DIRECTIONS FOR THIS TASK → Please reproduce every one of the lines below word for word.

Stored data entries:
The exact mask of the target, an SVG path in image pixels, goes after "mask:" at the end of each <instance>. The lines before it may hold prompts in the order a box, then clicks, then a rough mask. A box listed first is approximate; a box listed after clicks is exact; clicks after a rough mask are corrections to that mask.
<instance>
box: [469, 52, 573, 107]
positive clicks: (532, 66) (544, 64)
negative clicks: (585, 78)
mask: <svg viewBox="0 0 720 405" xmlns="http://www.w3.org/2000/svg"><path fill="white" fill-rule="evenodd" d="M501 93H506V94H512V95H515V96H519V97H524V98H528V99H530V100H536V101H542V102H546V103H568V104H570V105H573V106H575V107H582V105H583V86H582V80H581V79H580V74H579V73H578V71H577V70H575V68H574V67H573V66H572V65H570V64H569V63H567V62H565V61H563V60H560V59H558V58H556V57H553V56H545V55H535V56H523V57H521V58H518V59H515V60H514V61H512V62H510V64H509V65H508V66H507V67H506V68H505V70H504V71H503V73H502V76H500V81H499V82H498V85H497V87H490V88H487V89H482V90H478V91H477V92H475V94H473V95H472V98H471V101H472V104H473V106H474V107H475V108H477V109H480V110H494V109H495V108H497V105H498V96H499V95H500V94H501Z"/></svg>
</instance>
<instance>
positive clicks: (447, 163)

OUTPUT FOR THIS EXERCISE →
The exact mask of the target, an SVG path in image pixels, goes after "mask:" at the end of each <instance>. The lines before it may hold prompts in the order a box, then clicks, then a rough mask. A box listed first is approximate; a box listed after clicks is exact; clicks after a rough mask are corrections to that mask.
<instance>
box: [469, 52, 573, 107]
positive clicks: (532, 66) (544, 64)
negative clicks: (585, 78)
mask: <svg viewBox="0 0 720 405" xmlns="http://www.w3.org/2000/svg"><path fill="white" fill-rule="evenodd" d="M501 93H506V94H512V95H515V96H519V97H524V98H528V99H530V100H536V101H542V102H546V103H568V104H570V105H573V106H575V107H582V105H583V86H582V80H581V79H580V74H579V73H578V71H577V70H575V68H574V67H573V66H572V65H570V64H569V63H567V62H565V61H563V60H560V59H558V58H556V57H553V56H545V55H535V56H523V57H521V58H518V59H515V60H514V61H512V62H510V64H509V65H508V66H507V67H506V68H505V70H504V71H503V73H502V76H500V81H499V82H498V85H497V87H490V88H487V89H482V90H478V91H477V92H475V94H473V95H472V98H471V101H472V104H473V106H474V107H475V108H477V109H480V110H494V109H495V108H497V105H498V96H499V95H500V94H501Z"/></svg>
</instance>
<instance>
positive clicks: (447, 163)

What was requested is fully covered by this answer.